Exercise objective: Rewrite the lines of the listing starting with the line with "the tree line." and going on through its last line, keeping everything else unchanged but rescaling the answer coordinates: multiply each by 2.35 and round to a whole number, with halves rounded up.

[Point-based annotation data]

────────────────

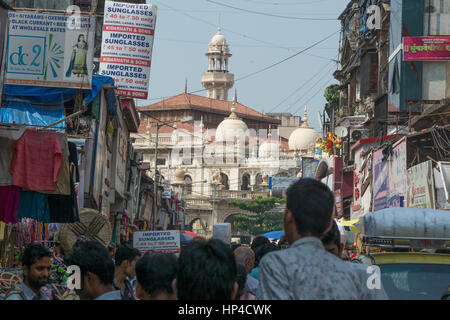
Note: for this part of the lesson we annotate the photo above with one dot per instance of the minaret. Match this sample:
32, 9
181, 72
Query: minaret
217, 80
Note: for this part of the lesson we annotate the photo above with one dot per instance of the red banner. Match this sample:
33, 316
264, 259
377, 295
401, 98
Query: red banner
426, 48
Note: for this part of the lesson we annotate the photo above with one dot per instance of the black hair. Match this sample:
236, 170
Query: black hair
91, 256
332, 236
156, 271
125, 252
241, 278
311, 203
34, 252
265, 249
206, 271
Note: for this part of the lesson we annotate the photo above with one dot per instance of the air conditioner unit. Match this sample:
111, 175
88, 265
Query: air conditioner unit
358, 134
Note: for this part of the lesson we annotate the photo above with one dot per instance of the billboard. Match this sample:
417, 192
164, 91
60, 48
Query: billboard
43, 51
309, 167
421, 186
127, 44
380, 184
435, 48
397, 175
161, 241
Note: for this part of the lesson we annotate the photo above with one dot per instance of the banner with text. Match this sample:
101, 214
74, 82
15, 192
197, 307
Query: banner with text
127, 44
280, 183
435, 48
421, 193
43, 51
161, 241
380, 182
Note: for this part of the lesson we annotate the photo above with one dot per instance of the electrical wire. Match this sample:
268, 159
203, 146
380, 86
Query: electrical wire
271, 15
300, 87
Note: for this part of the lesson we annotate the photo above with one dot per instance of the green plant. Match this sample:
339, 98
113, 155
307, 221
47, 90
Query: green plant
263, 221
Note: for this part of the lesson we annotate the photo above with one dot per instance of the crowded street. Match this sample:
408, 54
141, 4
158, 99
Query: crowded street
240, 152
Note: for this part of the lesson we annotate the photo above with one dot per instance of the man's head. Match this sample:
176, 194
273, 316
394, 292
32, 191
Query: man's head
206, 271
332, 241
37, 265
246, 257
309, 208
126, 258
155, 273
96, 267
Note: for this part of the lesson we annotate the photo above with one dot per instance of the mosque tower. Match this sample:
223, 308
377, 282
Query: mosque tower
217, 80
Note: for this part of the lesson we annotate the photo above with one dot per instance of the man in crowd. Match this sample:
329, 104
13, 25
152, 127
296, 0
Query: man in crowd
306, 270
125, 260
97, 271
246, 257
155, 273
206, 271
36, 264
332, 241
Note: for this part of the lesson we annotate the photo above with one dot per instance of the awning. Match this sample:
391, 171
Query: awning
41, 106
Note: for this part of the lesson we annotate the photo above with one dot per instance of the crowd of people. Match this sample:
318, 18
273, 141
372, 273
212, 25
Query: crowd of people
310, 267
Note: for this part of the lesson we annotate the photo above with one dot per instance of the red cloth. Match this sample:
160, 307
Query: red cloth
36, 160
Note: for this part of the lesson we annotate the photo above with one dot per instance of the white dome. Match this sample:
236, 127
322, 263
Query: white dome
218, 39
304, 137
232, 127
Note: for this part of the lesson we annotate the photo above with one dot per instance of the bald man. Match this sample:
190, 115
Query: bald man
246, 257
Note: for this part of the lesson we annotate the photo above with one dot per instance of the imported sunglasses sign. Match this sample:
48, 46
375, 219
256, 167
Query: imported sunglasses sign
160, 241
127, 44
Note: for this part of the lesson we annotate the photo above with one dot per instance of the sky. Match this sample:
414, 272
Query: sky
272, 32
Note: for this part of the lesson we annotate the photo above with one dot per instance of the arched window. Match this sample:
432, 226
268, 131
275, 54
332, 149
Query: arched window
245, 182
188, 181
225, 183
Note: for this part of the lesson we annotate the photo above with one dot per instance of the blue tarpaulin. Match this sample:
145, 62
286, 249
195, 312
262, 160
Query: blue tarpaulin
41, 106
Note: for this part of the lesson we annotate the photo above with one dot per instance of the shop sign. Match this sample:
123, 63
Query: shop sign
421, 186
44, 50
397, 175
127, 44
436, 48
167, 193
160, 241
380, 181
3, 37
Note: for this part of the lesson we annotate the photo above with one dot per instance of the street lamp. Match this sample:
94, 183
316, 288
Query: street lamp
158, 126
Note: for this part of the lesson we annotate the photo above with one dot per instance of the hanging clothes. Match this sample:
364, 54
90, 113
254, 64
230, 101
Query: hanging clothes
36, 160
9, 204
64, 209
73, 160
34, 205
7, 138
63, 179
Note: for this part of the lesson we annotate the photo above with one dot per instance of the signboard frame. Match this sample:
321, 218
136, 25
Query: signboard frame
43, 51
159, 241
127, 45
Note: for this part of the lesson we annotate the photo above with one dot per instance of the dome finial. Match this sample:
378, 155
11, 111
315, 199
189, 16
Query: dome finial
305, 119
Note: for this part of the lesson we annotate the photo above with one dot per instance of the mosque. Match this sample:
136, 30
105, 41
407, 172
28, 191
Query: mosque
227, 151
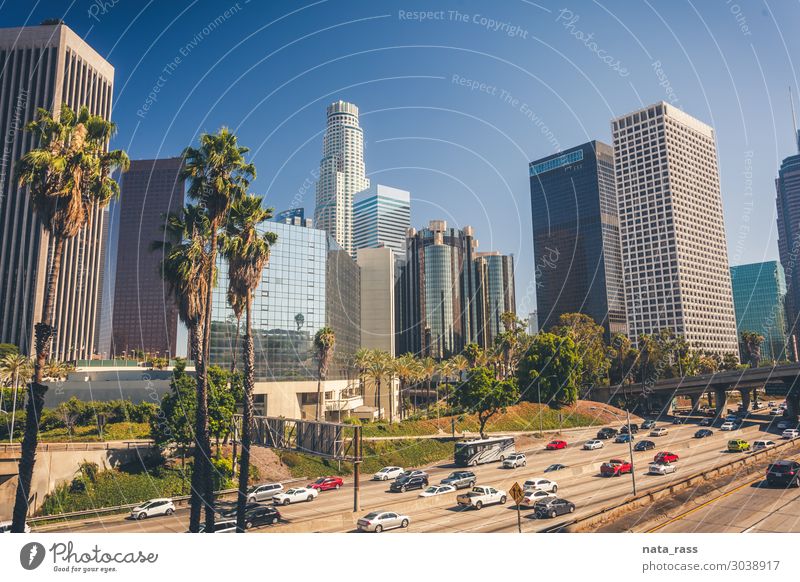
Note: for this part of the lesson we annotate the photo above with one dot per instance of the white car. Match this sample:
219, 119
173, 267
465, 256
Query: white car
378, 521
434, 490
294, 495
761, 445
540, 485
662, 468
515, 460
533, 495
388, 473
152, 508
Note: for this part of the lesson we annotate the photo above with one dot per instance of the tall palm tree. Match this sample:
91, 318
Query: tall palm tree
247, 251
324, 343
218, 175
68, 177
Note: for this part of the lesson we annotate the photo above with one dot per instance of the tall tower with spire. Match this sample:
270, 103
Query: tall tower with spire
341, 174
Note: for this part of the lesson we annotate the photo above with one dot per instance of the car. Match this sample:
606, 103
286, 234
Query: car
738, 445
387, 474
460, 479
665, 457
153, 507
378, 521
480, 496
5, 527
785, 473
607, 433
552, 507
761, 445
515, 460
404, 484
615, 468
294, 495
263, 492
662, 468
435, 490
539, 484
326, 483
534, 495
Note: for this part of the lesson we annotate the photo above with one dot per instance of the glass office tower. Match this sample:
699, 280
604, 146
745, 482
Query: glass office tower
310, 282
758, 295
578, 261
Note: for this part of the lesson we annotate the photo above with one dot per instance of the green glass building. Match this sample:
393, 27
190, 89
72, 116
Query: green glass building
759, 291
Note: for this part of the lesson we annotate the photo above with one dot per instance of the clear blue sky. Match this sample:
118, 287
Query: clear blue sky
268, 69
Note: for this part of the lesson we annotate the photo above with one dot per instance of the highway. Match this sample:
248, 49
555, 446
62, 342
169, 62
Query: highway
580, 483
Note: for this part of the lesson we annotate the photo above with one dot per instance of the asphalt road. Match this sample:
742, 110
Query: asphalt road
580, 483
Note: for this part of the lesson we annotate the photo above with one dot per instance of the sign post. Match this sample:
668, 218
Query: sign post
517, 494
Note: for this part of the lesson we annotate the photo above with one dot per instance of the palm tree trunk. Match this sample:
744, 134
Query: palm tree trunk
247, 421
43, 337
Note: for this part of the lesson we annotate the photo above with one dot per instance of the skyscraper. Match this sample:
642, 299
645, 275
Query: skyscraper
578, 261
382, 217
493, 294
758, 298
46, 66
788, 202
672, 230
341, 174
145, 316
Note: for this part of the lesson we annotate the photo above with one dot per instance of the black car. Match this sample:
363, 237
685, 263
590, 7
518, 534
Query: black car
606, 433
406, 483
553, 507
460, 479
784, 473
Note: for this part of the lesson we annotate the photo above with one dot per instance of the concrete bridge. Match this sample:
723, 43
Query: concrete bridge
779, 381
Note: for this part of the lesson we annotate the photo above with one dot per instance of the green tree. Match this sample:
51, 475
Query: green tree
484, 395
68, 177
550, 370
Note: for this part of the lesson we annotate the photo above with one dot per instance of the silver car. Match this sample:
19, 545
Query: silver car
378, 521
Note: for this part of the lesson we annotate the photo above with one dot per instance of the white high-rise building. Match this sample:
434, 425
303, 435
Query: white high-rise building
341, 174
381, 217
671, 225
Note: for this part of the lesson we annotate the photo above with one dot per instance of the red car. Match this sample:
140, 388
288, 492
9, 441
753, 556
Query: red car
665, 457
555, 445
326, 483
615, 468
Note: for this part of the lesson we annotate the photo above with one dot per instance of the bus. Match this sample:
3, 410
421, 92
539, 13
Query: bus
475, 452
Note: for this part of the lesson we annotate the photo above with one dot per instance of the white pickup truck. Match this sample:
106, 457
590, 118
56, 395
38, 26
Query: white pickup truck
480, 496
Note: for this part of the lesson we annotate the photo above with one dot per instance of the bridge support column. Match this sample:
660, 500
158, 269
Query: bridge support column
721, 400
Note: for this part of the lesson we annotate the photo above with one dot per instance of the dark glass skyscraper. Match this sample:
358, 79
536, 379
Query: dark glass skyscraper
578, 261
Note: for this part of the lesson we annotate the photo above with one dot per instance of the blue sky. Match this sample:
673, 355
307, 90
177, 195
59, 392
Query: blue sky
454, 105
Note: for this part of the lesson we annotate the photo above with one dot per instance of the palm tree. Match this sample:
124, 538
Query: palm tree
69, 178
218, 175
247, 252
15, 367
324, 343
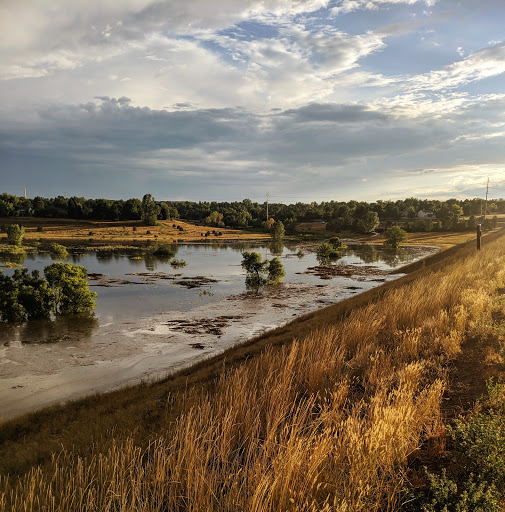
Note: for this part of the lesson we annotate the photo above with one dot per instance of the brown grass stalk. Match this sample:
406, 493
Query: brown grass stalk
326, 423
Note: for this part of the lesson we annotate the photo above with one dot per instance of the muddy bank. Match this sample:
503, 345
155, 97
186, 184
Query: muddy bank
117, 354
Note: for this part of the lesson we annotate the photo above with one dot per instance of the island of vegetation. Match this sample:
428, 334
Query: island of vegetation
391, 400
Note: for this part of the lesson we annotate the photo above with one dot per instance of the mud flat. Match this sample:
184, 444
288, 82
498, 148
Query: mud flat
121, 353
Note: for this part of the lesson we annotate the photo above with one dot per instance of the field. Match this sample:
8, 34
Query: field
69, 231
95, 233
338, 410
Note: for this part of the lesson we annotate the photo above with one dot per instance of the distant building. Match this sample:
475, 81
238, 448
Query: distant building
423, 214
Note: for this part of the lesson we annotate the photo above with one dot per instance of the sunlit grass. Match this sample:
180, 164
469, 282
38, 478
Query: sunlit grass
327, 422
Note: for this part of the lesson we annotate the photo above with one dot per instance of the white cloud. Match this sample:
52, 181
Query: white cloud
344, 6
482, 64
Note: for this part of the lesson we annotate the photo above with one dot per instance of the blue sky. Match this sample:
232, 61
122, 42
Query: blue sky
304, 100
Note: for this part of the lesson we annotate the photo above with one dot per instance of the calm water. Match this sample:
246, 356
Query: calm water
146, 295
133, 334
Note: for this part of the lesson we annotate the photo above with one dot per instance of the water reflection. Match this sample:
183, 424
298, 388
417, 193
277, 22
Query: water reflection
49, 331
368, 253
17, 257
395, 257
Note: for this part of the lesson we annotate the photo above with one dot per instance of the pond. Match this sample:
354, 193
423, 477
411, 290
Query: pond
151, 319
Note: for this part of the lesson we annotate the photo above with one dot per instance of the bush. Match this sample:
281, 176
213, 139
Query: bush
479, 449
326, 252
15, 234
70, 287
395, 236
175, 263
164, 250
58, 251
261, 272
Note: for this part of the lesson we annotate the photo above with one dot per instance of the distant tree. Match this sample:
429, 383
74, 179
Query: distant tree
261, 272
70, 287
15, 234
214, 219
6, 208
268, 224
336, 243
395, 236
132, 209
74, 208
326, 252
164, 211
24, 297
275, 270
254, 267
150, 210
278, 231
368, 222
58, 251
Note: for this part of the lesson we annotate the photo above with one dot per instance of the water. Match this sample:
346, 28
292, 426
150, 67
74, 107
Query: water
134, 334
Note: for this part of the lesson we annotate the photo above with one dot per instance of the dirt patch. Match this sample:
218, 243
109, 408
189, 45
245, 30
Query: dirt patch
468, 376
331, 271
195, 282
103, 280
203, 326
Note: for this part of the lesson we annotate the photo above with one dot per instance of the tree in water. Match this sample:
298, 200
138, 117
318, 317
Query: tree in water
15, 234
261, 272
24, 297
70, 287
278, 231
395, 236
150, 210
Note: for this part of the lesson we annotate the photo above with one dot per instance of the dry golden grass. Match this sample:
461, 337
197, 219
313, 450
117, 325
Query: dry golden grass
325, 423
72, 231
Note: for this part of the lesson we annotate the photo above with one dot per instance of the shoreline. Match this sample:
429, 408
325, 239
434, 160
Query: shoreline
148, 349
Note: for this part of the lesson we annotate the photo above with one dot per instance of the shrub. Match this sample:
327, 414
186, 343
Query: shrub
58, 251
175, 263
15, 234
395, 236
70, 287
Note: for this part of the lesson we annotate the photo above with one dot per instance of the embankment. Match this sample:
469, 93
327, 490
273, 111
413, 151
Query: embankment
321, 414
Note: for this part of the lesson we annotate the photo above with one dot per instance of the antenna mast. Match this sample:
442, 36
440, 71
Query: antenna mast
487, 191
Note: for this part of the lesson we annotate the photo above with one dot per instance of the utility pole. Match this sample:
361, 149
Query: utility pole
485, 208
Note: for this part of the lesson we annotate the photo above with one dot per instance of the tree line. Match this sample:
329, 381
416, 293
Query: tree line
359, 216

────────────────

Correct response:
Note: for this part of the lesson we annotate the photo above with one dot per instance of the tree line. Match this sample:
329, 381
416, 293
Query: tree line
844, 508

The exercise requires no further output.